[The data]

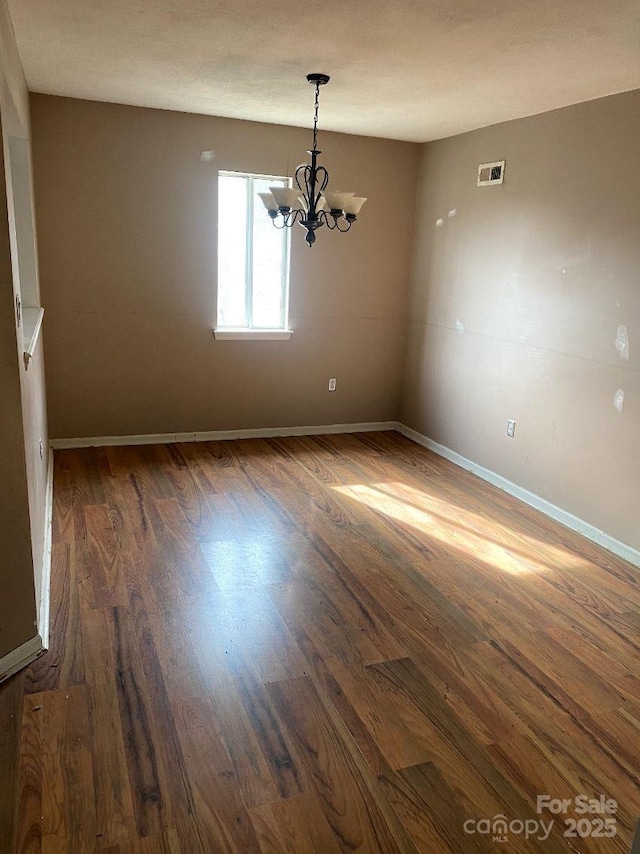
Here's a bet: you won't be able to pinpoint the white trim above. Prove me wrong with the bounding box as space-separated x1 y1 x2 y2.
37 448 54 650
0 634 44 684
397 423 640 570
50 421 399 450
213 328 293 340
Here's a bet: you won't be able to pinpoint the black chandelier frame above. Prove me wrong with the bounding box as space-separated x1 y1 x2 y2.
265 74 362 247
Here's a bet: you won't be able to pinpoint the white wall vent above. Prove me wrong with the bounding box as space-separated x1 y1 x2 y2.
477 160 505 186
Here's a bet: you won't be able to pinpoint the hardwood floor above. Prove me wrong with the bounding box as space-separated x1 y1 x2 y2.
4 431 640 851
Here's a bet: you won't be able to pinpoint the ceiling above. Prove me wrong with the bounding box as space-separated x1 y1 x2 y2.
7 0 640 142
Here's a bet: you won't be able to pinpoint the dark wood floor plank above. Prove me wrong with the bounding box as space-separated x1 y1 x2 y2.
125 598 197 820
190 492 240 543
80 607 138 847
268 619 394 779
222 650 306 804
266 675 411 852
14 693 43 853
83 503 128 610
378 762 486 854
145 497 220 604
343 656 583 849
199 440 255 494
170 694 261 852
268 435 348 486
268 547 406 670
597 704 640 774
189 606 292 810
0 670 24 852
548 623 640 705
25 534 85 695
39 685 96 852
100 829 181 853
112 445 175 501
249 792 341 853
226 438 303 495
464 641 640 841
487 732 630 854
63 447 109 507
156 443 226 539
109 604 191 838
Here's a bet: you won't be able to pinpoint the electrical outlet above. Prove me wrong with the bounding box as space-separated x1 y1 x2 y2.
39 438 44 460
328 378 337 392
507 419 516 438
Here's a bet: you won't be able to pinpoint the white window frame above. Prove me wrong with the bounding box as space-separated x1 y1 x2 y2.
214 170 293 340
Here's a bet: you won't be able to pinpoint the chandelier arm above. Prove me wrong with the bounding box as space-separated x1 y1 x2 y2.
333 216 352 233
270 208 304 229
296 162 329 219
325 212 348 231
309 163 328 217
315 166 329 202
320 211 337 230
295 164 313 208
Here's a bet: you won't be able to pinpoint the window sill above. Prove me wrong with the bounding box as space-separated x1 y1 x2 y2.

[/The data]

Instructions for the task: Starting from the line that contains "Here's a bet: you won't be able to pinpoint the chandelier", transcribe each line to the end of the records above. Please add nothing.

Written answer:
Here's a bet: you won't be able to pinpoint the chandelier arm above. Prove me wrong with the bounding box as space-separated x1 y1 x2 y2.
333 216 352 233
270 208 304 229
296 162 329 219
325 212 348 231
309 163 328 217
315 166 329 202
320 211 337 230
295 164 313 208
Here's a bet: you won't be able to pinpoint the window sill above. Prove me wrong with the bounding box as space-separated x1 y1 x2 y2.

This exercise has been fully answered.